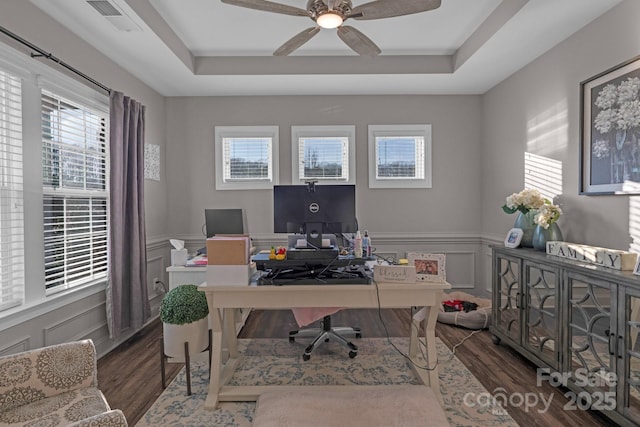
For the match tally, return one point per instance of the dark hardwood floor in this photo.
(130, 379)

==

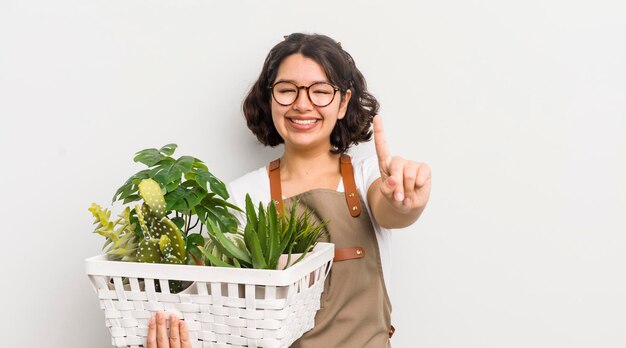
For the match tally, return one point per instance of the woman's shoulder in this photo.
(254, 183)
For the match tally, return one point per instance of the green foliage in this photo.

**Directions for this task**
Copy out each line of the data above, exactly, if it lies between the line holding "shoulder in this photo." and the line holding "foliage in this photo.", inclusive; copy no other line.

**Answer area**
For the match tally, return one point per instance of the woman's shoulder in this photo.
(254, 183)
For the match tally, return one point per instance of the green foliage in this photo.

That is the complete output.